Your goal - Quote the data from the line containing "Q. Point out the white football shorts" through the line containing "pixel 194 168", inclusive, reproducing each line without alteration.

>> Begin Material

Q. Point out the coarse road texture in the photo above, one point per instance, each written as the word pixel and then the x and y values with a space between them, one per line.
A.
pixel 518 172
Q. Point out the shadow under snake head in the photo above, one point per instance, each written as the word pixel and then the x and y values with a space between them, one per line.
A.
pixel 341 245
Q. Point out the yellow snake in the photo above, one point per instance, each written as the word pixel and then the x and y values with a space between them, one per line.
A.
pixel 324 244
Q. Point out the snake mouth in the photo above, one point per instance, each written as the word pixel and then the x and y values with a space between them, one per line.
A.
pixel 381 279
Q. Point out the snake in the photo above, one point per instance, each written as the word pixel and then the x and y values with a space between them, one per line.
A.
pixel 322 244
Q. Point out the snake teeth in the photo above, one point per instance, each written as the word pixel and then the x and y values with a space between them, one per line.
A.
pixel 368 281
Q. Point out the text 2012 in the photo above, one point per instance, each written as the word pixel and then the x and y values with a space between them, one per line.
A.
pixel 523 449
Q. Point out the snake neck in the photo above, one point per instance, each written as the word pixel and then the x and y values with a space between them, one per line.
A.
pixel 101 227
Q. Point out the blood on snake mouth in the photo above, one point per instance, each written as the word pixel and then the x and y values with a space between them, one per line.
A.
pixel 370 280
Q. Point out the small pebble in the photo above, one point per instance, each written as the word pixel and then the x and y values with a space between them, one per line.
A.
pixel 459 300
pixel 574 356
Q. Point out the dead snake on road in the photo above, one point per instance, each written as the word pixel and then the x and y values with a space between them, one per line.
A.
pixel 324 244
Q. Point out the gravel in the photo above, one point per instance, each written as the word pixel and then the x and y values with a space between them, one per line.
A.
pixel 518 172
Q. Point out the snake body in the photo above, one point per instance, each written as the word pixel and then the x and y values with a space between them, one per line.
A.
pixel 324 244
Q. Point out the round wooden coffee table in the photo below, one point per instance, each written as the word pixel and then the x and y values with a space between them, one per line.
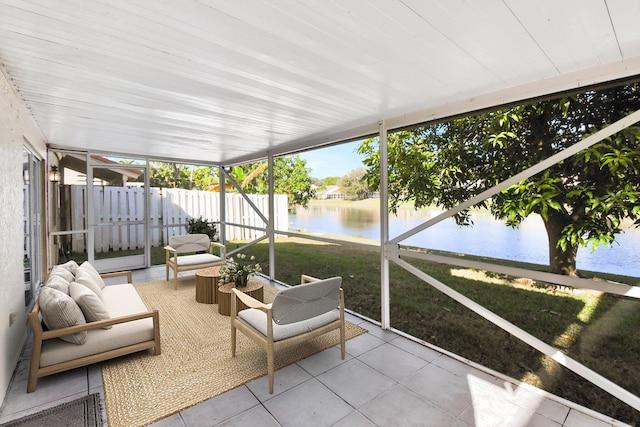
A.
pixel 207 285
pixel 253 289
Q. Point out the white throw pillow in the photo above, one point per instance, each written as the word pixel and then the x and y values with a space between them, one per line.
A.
pixel 92 306
pixel 59 283
pixel 70 266
pixel 86 279
pixel 61 272
pixel 85 266
pixel 59 310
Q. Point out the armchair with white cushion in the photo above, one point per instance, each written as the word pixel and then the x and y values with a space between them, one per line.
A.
pixel 179 256
pixel 297 314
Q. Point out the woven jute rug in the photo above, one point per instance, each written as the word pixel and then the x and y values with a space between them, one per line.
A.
pixel 195 363
pixel 82 412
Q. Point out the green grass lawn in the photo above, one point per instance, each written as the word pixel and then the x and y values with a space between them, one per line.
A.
pixel 598 331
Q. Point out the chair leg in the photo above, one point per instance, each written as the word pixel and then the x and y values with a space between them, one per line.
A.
pixel 342 339
pixel 270 369
pixel 233 341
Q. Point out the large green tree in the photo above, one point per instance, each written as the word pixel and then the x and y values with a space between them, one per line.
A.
pixel 291 177
pixel 582 200
pixel 355 185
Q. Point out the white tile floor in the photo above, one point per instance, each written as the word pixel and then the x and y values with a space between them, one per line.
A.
pixel 385 380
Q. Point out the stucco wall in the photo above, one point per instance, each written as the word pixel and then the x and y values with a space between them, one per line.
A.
pixel 15 125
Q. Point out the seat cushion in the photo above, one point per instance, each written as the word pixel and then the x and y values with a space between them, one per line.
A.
pixel 197 259
pixel 85 278
pixel 258 320
pixel 120 300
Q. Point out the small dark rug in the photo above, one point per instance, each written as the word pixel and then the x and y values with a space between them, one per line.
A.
pixel 83 412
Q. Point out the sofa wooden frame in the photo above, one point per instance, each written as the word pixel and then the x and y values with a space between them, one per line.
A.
pixel 40 335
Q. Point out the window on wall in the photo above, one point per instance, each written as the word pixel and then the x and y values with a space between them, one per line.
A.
pixel 32 225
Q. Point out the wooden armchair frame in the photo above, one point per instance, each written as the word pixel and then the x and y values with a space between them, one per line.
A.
pixel 194 243
pixel 267 342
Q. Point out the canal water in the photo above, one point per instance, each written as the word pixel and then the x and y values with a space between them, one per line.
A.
pixel 487 237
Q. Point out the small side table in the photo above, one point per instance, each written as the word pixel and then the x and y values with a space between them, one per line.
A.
pixel 207 285
pixel 253 289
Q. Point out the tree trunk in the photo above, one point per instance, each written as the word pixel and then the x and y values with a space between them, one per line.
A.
pixel 560 262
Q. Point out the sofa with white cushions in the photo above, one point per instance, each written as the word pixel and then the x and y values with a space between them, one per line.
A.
pixel 78 320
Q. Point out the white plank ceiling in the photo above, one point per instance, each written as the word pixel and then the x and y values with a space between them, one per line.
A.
pixel 228 80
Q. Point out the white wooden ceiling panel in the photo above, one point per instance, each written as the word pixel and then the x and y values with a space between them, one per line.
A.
pixel 625 17
pixel 570 39
pixel 227 80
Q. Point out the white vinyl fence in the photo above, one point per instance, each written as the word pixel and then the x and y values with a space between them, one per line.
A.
pixel 118 209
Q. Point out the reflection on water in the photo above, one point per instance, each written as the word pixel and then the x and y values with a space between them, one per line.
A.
pixel 487 237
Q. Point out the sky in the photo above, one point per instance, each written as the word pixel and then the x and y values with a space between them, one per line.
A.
pixel 337 160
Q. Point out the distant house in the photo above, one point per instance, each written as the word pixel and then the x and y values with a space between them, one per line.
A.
pixel 330 192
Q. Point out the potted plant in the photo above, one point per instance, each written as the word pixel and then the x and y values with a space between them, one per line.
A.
pixel 240 270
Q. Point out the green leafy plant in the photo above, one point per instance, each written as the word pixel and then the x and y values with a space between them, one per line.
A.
pixel 202 226
pixel 240 270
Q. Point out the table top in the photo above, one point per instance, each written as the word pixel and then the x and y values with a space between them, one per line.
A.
pixel 252 285
pixel 209 272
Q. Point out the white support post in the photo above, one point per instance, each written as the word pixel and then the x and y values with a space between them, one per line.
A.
pixel 223 206
pixel 385 322
pixel 272 216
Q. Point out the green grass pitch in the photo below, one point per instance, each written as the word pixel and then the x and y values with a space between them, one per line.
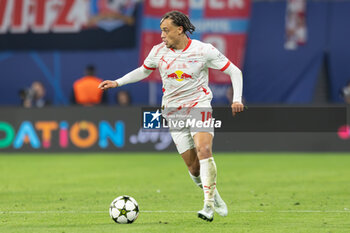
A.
pixel 265 193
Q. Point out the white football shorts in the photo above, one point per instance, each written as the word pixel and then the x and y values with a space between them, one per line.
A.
pixel 183 136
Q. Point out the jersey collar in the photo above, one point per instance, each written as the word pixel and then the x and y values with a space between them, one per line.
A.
pixel 188 45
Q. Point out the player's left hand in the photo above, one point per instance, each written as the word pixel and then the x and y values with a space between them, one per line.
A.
pixel 237 107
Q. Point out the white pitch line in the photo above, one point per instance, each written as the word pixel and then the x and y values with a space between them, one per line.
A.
pixel 168 211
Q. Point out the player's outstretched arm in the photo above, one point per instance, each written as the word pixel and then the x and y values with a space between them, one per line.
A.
pixel 237 85
pixel 108 84
pixel 132 77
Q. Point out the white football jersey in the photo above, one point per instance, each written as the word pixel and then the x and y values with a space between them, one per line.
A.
pixel 184 72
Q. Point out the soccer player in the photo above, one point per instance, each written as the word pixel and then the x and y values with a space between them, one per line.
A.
pixel 183 65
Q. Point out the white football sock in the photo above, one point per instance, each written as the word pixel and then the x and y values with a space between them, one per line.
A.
pixel 208 177
pixel 196 179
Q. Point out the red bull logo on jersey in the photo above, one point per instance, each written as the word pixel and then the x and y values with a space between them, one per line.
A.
pixel 179 75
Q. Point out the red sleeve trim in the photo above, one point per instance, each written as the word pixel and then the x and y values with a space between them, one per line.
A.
pixel 148 68
pixel 225 67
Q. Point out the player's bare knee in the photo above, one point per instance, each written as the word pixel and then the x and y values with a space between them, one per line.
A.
pixel 194 168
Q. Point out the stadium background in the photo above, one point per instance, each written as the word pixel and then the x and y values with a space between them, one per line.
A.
pixel 251 33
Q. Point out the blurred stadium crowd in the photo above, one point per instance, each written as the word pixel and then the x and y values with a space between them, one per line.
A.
pixel 290 52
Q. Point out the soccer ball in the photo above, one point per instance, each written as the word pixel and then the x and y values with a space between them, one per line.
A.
pixel 124 209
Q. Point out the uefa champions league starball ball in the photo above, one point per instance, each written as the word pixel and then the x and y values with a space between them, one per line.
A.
pixel 124 209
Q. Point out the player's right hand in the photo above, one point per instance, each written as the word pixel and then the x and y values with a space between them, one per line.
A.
pixel 107 84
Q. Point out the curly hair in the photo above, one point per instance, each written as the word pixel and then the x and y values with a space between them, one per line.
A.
pixel 180 19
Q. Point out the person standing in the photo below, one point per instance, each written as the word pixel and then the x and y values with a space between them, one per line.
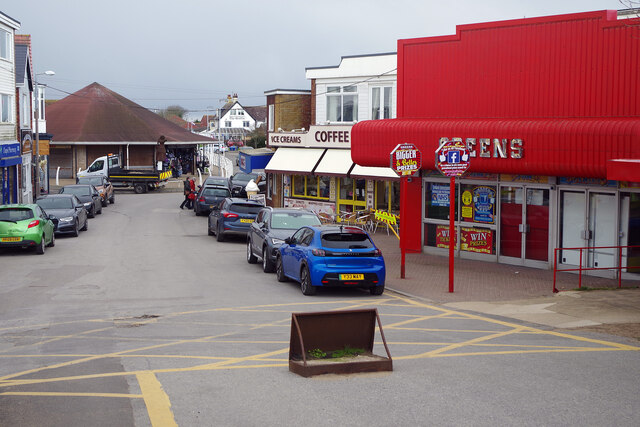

>> End Material

Solution -
Q. Point out the white football shorts in the photo above, one point per instance, each written as the word pixel and then the x and y values with a space between them, one per line.
A.
pixel 183 136
Q. Point out the jersey collar in the photo above, one point per instance, each written as the word pixel and then the x and y values with a space between them, one per line.
A.
pixel 188 45
Q. Point out the player's left hand in the photo above, one point per instance, each written as the word pixel and then the x and y values with a space between them, one per line.
A.
pixel 237 107
Q. Point out the white pitch line in the photo above, one point per instance, each written as the word pixel and then the x and y values with a space between them, one per line.
A.
pixel 168 211
Q. Point out the player's outstretched arm in the photo above, one point per instance, each written as the word pixel and then the x and y values with a space between them, one per line.
A.
pixel 237 85
pixel 108 84
pixel 132 77
Q. Point out the white football jersey in the photo above, one point per instance, each written as the word pixel and then the x and y values with a space between them, one per line.
A.
pixel 184 72
Q. Point out the soccer player in the photo above, one point per instance, each written as the word pixel and then the x and y values with a space between them, one per line.
A.
pixel 183 65
Q. Point out the white football sock in the photo above, one point per instance, each written as the word pixel and then the x and y values with a space between them, one per line.
A.
pixel 208 177
pixel 196 179
Q. Point out the red bull logo on jersey in the photo above, one point per instance, each written as the word pixel and then the x and y values with a space between them, one per line.
A.
pixel 179 75
Q. Point out the red sleeve trim in the photo above, one point per instance, each written as the word pixel and then the x and y values with a space between them, one per line.
A.
pixel 148 68
pixel 225 67
Q. Point out the player's bare knee in the photo above, one point per instance, each written as the word pixel and then the x and y values with a space between them, one per line.
A.
pixel 194 168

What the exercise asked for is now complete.